Point-per-instance localization data:
::::::::

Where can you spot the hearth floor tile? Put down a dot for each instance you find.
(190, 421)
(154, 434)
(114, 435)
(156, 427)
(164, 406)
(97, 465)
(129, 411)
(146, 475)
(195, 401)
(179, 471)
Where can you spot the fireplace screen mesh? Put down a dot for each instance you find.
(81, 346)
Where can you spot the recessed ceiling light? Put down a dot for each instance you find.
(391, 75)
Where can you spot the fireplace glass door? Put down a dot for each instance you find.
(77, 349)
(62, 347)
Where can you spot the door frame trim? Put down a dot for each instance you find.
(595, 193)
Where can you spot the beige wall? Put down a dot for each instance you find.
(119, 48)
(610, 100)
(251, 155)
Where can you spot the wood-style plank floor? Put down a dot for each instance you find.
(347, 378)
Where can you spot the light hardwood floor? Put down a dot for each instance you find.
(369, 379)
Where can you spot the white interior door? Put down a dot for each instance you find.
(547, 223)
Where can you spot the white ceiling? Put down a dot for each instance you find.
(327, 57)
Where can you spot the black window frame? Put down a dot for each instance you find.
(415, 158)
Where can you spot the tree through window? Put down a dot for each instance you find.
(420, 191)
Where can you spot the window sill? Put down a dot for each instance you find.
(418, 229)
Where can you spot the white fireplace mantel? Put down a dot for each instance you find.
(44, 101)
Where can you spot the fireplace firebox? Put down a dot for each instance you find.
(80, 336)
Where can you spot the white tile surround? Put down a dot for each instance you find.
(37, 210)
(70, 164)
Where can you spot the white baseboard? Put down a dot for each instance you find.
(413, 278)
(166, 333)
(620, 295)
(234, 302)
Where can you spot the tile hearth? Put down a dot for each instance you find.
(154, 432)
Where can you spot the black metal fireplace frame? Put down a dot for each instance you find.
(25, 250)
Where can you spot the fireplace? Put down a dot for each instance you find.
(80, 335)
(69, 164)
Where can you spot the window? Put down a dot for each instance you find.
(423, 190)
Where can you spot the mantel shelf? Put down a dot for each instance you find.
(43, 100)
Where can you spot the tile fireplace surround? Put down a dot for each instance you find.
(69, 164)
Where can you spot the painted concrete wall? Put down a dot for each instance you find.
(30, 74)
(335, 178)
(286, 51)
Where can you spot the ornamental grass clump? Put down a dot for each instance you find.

::::::::

- [Problem to solve]
Your answer should be the lines from the one containing "Where can you spot the white tile" through the last line of the records, repeated exactly and with nothing added.

- [Exercise output]
Where can you spot the white tile surround? Put down a dot for each instance you find.
(37, 210)
(70, 164)
Where can you spot the white baseboard? Put down a dot for each instance you find.
(413, 278)
(166, 333)
(620, 295)
(234, 302)
Where can you spot the tile hearth? Put down a dot for each instance you find.
(154, 432)
Where can you spot the black metal fireplace frame? Put down a dot for each instance you find.
(25, 250)
Where can you spot the fireplace? Put down a dot for each instance you find.
(80, 335)
(69, 164)
Where can you spot the window? Put down a dot for each instance you find.
(423, 190)
Where can you spot the mantel shelf? Put down a dot for each instance you find.
(43, 100)
Where can you spot the tile fireplace surround? Put down a dot for each instance you find.
(69, 164)
Where can you spot the painted concrete wall? Put down a dot for each instance you find.
(30, 74)
(335, 178)
(286, 51)
Where can you spot the ornamental grass clump? Put down a dot for each instance you find.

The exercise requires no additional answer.